## [WHAT THE TASK REQUIRES]
Among the records below, find the line that has "Target: staircase"; from there, give the lines again exactly, and stop after the line that has "Target: white baluster".

Saved entries:

Content starts

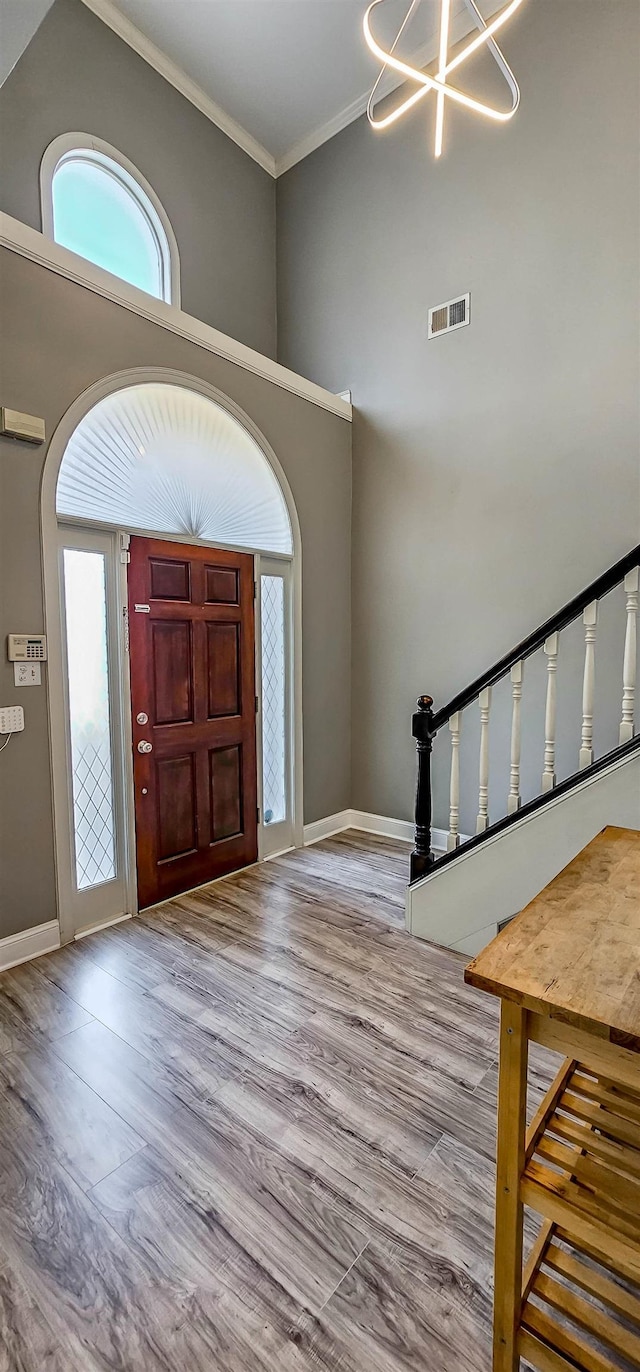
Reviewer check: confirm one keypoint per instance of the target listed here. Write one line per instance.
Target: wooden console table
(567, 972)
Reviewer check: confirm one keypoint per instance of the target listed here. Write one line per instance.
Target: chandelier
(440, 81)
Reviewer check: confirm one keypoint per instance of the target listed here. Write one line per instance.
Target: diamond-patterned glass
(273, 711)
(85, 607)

Content ends
Content starts

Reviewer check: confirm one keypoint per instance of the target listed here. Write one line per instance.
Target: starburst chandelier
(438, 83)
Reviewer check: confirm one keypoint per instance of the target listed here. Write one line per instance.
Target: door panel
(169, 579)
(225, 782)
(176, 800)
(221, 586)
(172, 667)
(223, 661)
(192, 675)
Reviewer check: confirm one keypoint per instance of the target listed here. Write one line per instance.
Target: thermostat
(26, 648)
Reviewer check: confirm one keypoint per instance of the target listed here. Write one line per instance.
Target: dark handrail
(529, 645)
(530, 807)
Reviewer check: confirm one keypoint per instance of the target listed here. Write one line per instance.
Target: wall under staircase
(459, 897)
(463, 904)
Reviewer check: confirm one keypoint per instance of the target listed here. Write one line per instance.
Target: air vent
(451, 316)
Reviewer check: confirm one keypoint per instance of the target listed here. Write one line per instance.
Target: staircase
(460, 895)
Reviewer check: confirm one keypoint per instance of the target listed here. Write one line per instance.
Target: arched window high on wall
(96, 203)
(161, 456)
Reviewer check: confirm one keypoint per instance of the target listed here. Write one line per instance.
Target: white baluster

Content ends
Content starts

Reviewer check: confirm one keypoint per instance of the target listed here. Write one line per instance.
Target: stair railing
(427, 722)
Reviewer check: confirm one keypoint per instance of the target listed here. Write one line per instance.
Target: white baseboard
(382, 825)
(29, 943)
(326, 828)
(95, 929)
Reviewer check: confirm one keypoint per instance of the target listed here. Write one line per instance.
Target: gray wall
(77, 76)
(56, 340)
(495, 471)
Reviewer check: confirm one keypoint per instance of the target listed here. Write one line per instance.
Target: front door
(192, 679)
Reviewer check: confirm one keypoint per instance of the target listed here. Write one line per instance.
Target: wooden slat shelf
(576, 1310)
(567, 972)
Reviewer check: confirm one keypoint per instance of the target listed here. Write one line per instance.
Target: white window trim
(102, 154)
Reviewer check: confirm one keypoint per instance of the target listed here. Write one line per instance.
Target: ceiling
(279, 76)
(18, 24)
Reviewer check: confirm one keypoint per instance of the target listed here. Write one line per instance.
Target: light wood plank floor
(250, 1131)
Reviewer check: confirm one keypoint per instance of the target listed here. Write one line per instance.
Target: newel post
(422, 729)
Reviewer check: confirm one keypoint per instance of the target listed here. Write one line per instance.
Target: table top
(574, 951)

Content ends

## [EXERCISE RESPONSE]
Target: staircase
(460, 895)
Reviewer check: confirm one keypoint per instance of the target listed here. Write one line per instance.
Target: arched window high on wall
(96, 203)
(161, 456)
Reviewer check: confirm one keypoint per instance of the target listed here. Write one line per instance.
Target: white baluster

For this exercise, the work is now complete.